# [Given passage]
○ ○ ○ ○

A distinguished group of knowledgeable people (and me!) set about devising a strategy to teach about language at that level that was innovative and exciting. It was to be a study of English language based on a comparative linguistics approach. In other words, Sixth Form students were to learn about English language by comparing it to another language and that other language was to be Te Reo Maori.

There were compelling reasons for doing this.

Te Reo Maori was an official language of Aotearoa New Zealand therefore all citizens have some obligation to be acquainted with it.

More importantly, knowledge about language is more easily achieved when a student has a basis for comparison. In what ways is this language different from this other language that I already know? Most English speaking people who insist on and endorse the teaching of English grammar actually only learnt what they know about through an experience with another language. This was probably Latin or French, or German.

You do not need to know about English grammar in order to learn the language as a native speaker. But knowledge about how the English language works is essential if students aspire to be highly articulate and elegant in their expression and especially in their writing. So what better way to seek improvement of your first language (should that be English) than by studying a second language? And what better language to study than Te Reo Maori?

It is a language used around us – daily on television, radio and in many places and occasions in our daily lives – I hear much more Maori spoken than I do French or German.

○ ○ ○ ○

# [Given entries]
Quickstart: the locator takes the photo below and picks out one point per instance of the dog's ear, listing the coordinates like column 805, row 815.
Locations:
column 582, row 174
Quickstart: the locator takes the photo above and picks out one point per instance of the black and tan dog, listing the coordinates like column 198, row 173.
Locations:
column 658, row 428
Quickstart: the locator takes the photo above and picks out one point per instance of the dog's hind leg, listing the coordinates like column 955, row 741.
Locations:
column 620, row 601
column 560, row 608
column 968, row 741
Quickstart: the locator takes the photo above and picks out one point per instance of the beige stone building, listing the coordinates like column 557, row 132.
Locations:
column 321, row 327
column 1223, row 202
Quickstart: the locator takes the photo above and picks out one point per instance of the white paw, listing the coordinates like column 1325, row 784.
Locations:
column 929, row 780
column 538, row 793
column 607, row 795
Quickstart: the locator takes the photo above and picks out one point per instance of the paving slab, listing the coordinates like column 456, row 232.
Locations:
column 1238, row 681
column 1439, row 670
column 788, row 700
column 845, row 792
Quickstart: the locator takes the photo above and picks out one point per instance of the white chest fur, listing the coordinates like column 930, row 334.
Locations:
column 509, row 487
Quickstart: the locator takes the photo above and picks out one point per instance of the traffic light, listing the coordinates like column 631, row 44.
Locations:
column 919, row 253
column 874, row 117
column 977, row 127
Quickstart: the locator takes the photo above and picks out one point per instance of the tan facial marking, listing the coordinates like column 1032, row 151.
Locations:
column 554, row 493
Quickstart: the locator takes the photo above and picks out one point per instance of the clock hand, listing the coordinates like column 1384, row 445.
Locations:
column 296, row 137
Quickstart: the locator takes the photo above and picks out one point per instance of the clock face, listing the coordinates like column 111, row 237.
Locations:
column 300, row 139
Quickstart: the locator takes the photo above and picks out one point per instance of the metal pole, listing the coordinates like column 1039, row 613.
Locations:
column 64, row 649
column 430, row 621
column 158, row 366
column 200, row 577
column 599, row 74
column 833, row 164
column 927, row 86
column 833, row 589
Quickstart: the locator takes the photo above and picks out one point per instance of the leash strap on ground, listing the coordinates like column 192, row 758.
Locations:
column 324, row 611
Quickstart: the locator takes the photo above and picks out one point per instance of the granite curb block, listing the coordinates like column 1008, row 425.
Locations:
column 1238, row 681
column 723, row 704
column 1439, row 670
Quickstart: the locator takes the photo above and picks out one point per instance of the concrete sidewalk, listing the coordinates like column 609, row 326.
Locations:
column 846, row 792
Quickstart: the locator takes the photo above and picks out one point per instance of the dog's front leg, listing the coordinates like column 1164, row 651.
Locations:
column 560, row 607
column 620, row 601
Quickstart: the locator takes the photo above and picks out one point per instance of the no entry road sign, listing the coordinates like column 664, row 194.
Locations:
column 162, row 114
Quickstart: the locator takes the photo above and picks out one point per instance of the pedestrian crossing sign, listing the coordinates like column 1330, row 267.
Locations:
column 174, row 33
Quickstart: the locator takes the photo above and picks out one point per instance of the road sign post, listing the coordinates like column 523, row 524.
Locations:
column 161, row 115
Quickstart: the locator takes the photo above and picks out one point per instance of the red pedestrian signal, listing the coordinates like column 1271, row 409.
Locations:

○ ○ ○ ○

# [Required work]
A: Answer these questions from the passage on teaching English through Te Reo Maori, one per line:
(i) Which language were Sixth Form students to compare English with?
(ii) Which languages does the passage say English speakers probably learned grammar through?
(iii) Where does the writer say Maori is used daily?
B: Turn the paragraph beginning "More importantly, knowledge about language" in the passage on teaching English through Te Reo Maori into a short bulleted list that keeps its main facts.

# [Answers to the problems]
A:
(i) Te Reo Maori.
(ii) Latin, French, or German.
(iii) On television and radio, and in many places and occasions in daily life.

B:
- Knowledge about language comes more easily when a student has a basis for comparison.
- The learner can ask how a new language differs from one already known.
- Most English speakers who insist on and endorse the teaching of English grammar learned what they know about it through another language.
- That language was probably Latin, French, or German.